WORK TASK → Please repeat the data below exactly, with the pictures removed.
---+---
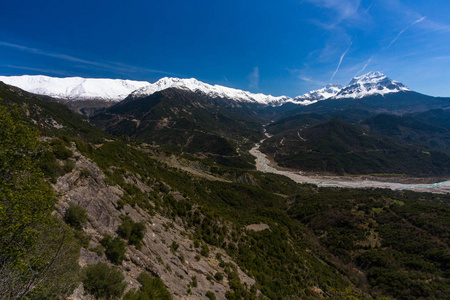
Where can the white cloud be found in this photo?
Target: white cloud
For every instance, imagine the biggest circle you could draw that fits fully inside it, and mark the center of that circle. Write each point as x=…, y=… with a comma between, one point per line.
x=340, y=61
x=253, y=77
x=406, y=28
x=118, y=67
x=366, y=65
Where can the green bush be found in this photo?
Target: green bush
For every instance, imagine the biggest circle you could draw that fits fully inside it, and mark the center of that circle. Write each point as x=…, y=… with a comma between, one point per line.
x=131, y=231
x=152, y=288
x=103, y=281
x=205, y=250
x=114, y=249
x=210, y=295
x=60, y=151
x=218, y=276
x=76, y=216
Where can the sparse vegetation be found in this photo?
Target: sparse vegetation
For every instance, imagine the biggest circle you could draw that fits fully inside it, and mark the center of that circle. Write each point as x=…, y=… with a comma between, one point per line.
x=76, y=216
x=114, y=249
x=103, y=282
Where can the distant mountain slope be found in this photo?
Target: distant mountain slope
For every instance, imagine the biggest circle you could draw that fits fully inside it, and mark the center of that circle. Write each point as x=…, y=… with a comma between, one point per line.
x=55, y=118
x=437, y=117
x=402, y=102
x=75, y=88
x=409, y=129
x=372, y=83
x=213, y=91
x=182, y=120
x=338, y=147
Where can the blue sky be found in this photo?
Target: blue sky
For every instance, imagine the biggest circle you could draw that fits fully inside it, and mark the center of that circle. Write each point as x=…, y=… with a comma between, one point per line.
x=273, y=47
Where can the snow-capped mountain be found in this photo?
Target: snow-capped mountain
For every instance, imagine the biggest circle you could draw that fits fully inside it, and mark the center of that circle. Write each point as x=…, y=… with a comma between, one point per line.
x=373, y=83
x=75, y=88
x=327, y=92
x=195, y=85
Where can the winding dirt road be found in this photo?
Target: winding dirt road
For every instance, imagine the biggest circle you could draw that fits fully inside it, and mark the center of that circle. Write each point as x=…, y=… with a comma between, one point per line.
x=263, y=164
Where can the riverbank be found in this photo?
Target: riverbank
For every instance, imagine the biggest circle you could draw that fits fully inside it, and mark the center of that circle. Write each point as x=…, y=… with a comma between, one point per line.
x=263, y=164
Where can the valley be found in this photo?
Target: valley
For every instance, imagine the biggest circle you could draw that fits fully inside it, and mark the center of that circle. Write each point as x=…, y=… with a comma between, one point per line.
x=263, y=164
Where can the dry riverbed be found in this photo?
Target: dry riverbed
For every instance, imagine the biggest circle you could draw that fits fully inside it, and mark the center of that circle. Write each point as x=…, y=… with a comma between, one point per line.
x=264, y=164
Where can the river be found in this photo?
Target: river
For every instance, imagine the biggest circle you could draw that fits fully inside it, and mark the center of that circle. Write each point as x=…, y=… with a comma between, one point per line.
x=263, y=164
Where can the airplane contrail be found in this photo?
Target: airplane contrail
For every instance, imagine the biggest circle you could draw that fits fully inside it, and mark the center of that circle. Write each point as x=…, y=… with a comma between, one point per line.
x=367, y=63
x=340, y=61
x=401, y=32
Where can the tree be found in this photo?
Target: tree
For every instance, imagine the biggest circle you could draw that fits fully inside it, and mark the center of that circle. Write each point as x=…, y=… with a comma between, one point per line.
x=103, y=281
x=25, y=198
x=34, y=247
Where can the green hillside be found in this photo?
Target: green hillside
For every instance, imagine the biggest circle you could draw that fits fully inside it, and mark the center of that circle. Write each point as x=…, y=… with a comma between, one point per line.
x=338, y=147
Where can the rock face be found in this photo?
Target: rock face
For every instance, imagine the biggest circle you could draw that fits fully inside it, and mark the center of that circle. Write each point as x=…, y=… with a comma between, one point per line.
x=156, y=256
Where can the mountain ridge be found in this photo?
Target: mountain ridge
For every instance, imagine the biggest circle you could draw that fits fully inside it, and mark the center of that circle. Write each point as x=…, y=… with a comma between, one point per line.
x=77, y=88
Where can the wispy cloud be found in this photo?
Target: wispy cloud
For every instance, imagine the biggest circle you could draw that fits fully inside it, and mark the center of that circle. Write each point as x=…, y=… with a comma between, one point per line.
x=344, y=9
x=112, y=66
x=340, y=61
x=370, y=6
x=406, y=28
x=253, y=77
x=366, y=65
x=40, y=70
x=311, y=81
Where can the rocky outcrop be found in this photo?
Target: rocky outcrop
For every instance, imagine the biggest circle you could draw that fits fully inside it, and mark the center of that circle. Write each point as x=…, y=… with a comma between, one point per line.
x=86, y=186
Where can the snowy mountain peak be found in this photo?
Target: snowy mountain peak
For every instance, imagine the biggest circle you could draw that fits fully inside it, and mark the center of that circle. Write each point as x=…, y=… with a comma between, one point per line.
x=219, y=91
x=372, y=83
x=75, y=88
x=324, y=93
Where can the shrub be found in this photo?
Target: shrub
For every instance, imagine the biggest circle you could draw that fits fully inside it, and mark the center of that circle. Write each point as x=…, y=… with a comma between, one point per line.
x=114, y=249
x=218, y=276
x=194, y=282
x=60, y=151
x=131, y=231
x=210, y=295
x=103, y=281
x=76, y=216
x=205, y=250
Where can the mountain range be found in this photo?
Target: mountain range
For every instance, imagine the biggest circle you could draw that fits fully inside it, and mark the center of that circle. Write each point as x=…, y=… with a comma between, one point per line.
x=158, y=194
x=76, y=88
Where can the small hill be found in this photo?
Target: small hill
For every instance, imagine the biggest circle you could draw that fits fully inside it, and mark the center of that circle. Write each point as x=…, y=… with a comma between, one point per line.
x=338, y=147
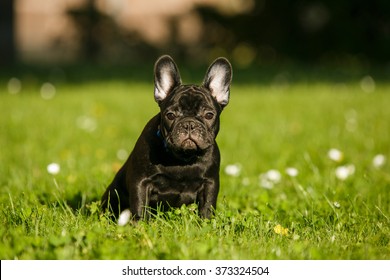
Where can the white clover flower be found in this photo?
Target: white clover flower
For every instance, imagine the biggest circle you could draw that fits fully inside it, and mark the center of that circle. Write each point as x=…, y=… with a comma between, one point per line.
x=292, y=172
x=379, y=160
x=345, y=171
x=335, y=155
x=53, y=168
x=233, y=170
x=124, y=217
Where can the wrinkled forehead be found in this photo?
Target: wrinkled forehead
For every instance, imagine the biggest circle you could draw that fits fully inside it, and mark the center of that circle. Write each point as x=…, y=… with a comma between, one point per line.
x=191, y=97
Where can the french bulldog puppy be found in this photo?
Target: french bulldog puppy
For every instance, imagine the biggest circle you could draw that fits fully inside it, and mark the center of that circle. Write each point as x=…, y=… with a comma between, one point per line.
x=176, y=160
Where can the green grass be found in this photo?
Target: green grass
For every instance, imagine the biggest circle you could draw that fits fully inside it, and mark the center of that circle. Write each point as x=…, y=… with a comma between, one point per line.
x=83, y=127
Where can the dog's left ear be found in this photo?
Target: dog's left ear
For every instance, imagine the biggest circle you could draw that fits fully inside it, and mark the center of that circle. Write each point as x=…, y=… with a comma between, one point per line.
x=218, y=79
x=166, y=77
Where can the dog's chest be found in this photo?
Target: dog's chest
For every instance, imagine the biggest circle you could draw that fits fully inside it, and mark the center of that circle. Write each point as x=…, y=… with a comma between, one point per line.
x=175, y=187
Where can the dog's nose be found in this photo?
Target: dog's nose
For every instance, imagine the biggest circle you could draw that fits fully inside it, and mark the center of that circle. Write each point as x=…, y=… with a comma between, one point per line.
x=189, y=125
---+---
RESPONSE AREA →
Where can the white cloud be found in this photo?
Target: white cloud
For every instance, imagine the biggest circle you could draw that fits fully inside it, and mark the center of that circle. Write each point as x=…, y=… with a comma between, one point per line.
x=340, y=61
x=253, y=77
x=406, y=28
x=118, y=67
x=366, y=65
Where can the green bush be found in this photo?
Target: green bush
For every instance, imagine the biggest circle you could draw that fits fully inside it, and mark the center of that circle. Write each point as x=…, y=… with a comma between, one point per line.
x=131, y=231
x=152, y=288
x=103, y=281
x=205, y=250
x=114, y=249
x=210, y=295
x=60, y=151
x=218, y=276
x=76, y=216
Where can the sparse vegetation be found in this photo?
Target: sparse vegetation
For every instance, imagine the biggest circle you could draw that fits fully inside it, and mark the center of that circle. Write each point as x=…, y=… with a comma between, one point per line.
x=76, y=216
x=114, y=249
x=103, y=282
Where can the distant mountain slope be found in this photo?
Target: distant mountain slope
For every instance, imagine the biggest circle you could draw that fits fully inside it, and mark the center of that circle. Write each point as x=…, y=… with a comma between, one point per line.
x=55, y=118
x=437, y=117
x=402, y=102
x=75, y=88
x=409, y=129
x=372, y=83
x=213, y=91
x=182, y=120
x=338, y=147
Where can the blue sky be found in this photo?
Target: blue sky
For every instance, imagine the biggest circle you could draw that fits fully inside it, and mark the center of that circle. Write each point as x=…, y=… with a comma between, one point per line.
x=273, y=47
Where can the snow-capped mountain be found in this photo?
Target: snow-capped mountain
For every instance, imagine the biggest circle you could draw that fits fully inside it, and mark the center of that circle. Write each point as x=…, y=… with a comma between, one point per line.
x=373, y=83
x=75, y=88
x=327, y=92
x=195, y=85
Where can the winding dirt road be found in this photo?
Target: winding dirt road
For every instance, imagine the biggest circle you could draw that fits fully inside it, and mark the center of that circle. Write each point as x=…, y=… with a comma between, one point per line.
x=263, y=164
Where can the riverbank be found in this photo?
Target: riverbank
For every instance, imagine the biggest circle you could draw that fits fully inside it, and mark the center of that circle. Write each point as x=…, y=… with a comma between, one point per line.
x=263, y=164
Where can the valley be found in this photo?
Target: valley
For every instance, imagine the biggest circle you could draw that fits fully inside it, and mark the center of that circle. Write each point as x=…, y=… with a comma between, one point per line.
x=263, y=164
Where can the dry riverbed be found in this photo?
Target: dry riverbed
For every instance, imagine the biggest circle you could draw that fits fully inside it, and mark the center of that circle. Write each point as x=…, y=… with a comma between, one point per line.
x=264, y=164
Where can the river be found in this photo?
Target: river
For every instance, imagine the biggest circle you could draw that fits fully inside it, and mark the center of that circle. Write each point as x=…, y=… with a comma between, one point per line.
x=263, y=164
Where can the airplane contrail be found in this photo?
Target: airplane contrail
For every instance, imagine the biggest circle you could draw that fits fully inside it, and mark the center of that circle. Write each point as x=…, y=… with a comma between, one point per line.
x=367, y=63
x=340, y=61
x=401, y=32
Where can the tree be found in this photo?
Target: tree
For every instance, imagine the biggest circle you could draw that fits fully inside it, and mark the center of that circle. Write each point as x=…, y=… with a comma between, one point per line.
x=103, y=281
x=25, y=198
x=34, y=247
Where can the green hillside be found in this photo?
Target: green hillside
For every instance, imagine the biggest circle you could draw that fits fully inside it, and mark the center of that circle. Write each point as x=…, y=… with a comma between, one point per line.
x=338, y=147
Where can the rock face be found in this photo?
Target: rock face
For every instance, imagine the biggest circle you could draw that fits fully inside it, and mark the center of that circle. Write each point as x=…, y=… with a comma between, one point per line.
x=156, y=256
Where can the mountain ridge be found in this photo?
Target: mountain ridge
For every instance, imagine the biggest circle you could draw that fits fully inside it, and mark the center of that circle. Write each point as x=…, y=… with a comma between, one point per line.
x=77, y=88
Where can the wispy cloud be found in this photo?
Target: wispy cloud
For every instance, imagine the biggest circle you could draw that fits fully inside it, and mark the center of that circle. Write each point as x=…, y=… with a comma between, one point per line.
x=344, y=9
x=112, y=66
x=340, y=61
x=370, y=6
x=406, y=28
x=253, y=77
x=366, y=65
x=40, y=70
x=311, y=81
Where can the rocky outcrop be found in this photo?
Target: rocky outcrop
For every instance, imagine the biggest circle you could draw that fits fully inside it, and mark the center of that circle. Write each point as x=…, y=… with a comma between, one point per line.
x=86, y=186
Where can the snowy mountain peak be found in this photo?
Target: snowy mountain peak
For every instance, imagine the biggest circle you could draw that fits fully inside it, and mark the center of that circle. Write each point as x=…, y=… with a comma between, one point per line.
x=219, y=91
x=372, y=83
x=75, y=88
x=324, y=93
Where can the shrub be found in this photo?
Target: shrub
For every instance, imagine the biggest circle you could draw that fits fully inside it, and mark the center of that circle. Write each point as x=…, y=… with a comma between, one point per line.
x=114, y=249
x=218, y=276
x=194, y=282
x=60, y=151
x=131, y=231
x=210, y=295
x=103, y=281
x=76, y=216
x=205, y=250
Where can the mountain range be found in this photo?
Target: mountain range
For every instance, imagine the biggest circle you could draw that fits fully inside it, and mark the center of that circle. Write each point as x=…, y=… with a comma between, one point per line.
x=158, y=194
x=76, y=88
Where can the small hill be found in this photo?
Target: small hill
For every instance, imagine the biggest circle you could draw that fits fully inside it, and mark the center of that circle. Write each point as x=…, y=… with a comma between, one point per line.
x=338, y=147
Where can the white clover flower be found in this photo?
Target: white clover flower
For every instance, imagine the biggest circle you could draw that fits fully inside it, and mark the center of that circle. Write each point as x=…, y=… with a comma between, one point per line.
x=292, y=172
x=379, y=160
x=345, y=171
x=335, y=155
x=53, y=168
x=233, y=170
x=124, y=217
Where can the wrinkled forehead be found in this photo?
Target: wrinkled forehead
For every instance, imagine the biggest circle you could draw that fits fully inside it, and mark the center of that circle. Write each point as x=…, y=… with a comma between, one point per line.
x=191, y=97
Where can the french bulldog puppy be found in this photo?
Target: french bulldog puppy
For every instance, imagine the biggest circle you could draw that fits fully inside it, and mark the center of that circle. Write each point as x=…, y=… with a comma between, one point per line.
x=176, y=160
Where can the green grass be found in this photo?
Target: green grass
For every instance, imagine the biggest circle you could draw that fits fully inside it, and mark the center of that circle. Write each point as x=…, y=… with a comma between, one point per line.
x=83, y=127
Where can the dog's left ear be found in this photo?
Target: dog's left ear
For every instance, imagine the biggest circle you could draw that fits fully inside it, and mark the center of that circle. Write each point as x=…, y=… with a comma between, one point per line.
x=218, y=79
x=166, y=77
Where can the dog's chest be found in this photo?
Target: dog's chest
For every instance, imagine the biggest circle you could draw that fits fully inside it, and mark the center of that circle. Write each point as x=…, y=… with a comma between, one point per line.
x=175, y=187
Where can the dog's nose be found in this photo?
Target: dog's nose
For every instance, imagine the biggest circle you could draw that fits fully inside it, and mark the center of that circle. Write each point as x=…, y=… with a comma between, one point per line.
x=189, y=125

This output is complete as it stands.